DIRECTIONS FOR THIS TASK:
Work through the material below and tally the lines holding "Objective"; only the tally should be returned.

DATASET ENTRIES:
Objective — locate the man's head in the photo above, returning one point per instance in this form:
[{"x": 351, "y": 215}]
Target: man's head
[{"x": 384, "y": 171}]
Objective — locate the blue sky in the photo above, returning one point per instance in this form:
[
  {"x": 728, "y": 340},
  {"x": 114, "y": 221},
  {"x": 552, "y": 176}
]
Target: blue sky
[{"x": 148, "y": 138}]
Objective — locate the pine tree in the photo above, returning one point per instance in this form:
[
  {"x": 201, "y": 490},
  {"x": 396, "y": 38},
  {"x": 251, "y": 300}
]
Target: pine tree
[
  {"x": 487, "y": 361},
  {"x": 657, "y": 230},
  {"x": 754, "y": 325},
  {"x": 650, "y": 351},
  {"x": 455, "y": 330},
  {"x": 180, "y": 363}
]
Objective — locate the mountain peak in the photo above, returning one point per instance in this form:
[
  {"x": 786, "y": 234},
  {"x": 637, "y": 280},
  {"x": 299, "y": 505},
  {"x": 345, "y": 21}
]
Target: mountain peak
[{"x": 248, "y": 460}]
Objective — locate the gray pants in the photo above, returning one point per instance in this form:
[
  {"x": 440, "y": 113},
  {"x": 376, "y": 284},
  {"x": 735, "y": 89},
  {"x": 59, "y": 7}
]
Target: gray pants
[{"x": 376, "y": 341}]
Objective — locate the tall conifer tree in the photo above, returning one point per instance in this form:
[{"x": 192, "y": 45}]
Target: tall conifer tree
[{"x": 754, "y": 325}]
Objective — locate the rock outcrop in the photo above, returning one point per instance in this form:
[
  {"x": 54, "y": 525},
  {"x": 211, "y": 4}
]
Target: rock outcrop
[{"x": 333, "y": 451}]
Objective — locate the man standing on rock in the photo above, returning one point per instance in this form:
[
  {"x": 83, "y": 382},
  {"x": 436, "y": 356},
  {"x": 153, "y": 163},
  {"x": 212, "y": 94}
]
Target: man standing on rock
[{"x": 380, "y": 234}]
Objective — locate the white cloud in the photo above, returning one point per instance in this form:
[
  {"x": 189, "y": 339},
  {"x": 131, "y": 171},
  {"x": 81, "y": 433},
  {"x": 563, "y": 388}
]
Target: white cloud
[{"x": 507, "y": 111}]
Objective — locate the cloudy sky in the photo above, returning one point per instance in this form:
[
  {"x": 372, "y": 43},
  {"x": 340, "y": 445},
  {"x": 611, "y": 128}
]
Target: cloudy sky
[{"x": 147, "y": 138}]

EXPECTED ANSWER:
10